### WRITTEN PROBLEM:
Gather every line in the entries below that contains the word "instance", and reproduce each such line in full.

**** RECORDS FOR PROCESSING ****

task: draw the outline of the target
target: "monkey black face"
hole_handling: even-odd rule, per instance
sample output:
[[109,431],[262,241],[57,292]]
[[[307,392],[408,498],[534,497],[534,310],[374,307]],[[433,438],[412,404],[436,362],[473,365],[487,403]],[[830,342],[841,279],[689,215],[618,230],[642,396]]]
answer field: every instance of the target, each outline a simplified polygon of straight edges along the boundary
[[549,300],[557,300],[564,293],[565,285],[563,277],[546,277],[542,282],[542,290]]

****

### EXERCISE ANSWER:
hole_handling: even-odd rule, per instance
answer field: every instance of the target, each outline a simplified polygon of straight edges along the boundary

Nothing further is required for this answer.